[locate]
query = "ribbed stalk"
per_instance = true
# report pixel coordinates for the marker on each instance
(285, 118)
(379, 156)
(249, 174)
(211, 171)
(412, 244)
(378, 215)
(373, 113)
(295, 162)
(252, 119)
== == ==
DESCRIPTION OF THE TASK ->
Each line above is to be restated exactly.

THE COMPLETED TASK ->
[locate]
query = "ribbed stalk"
per_instance = true
# report pixel coordinates for the marker on each instance
(285, 118)
(379, 156)
(249, 174)
(211, 171)
(412, 244)
(378, 215)
(373, 113)
(295, 162)
(252, 119)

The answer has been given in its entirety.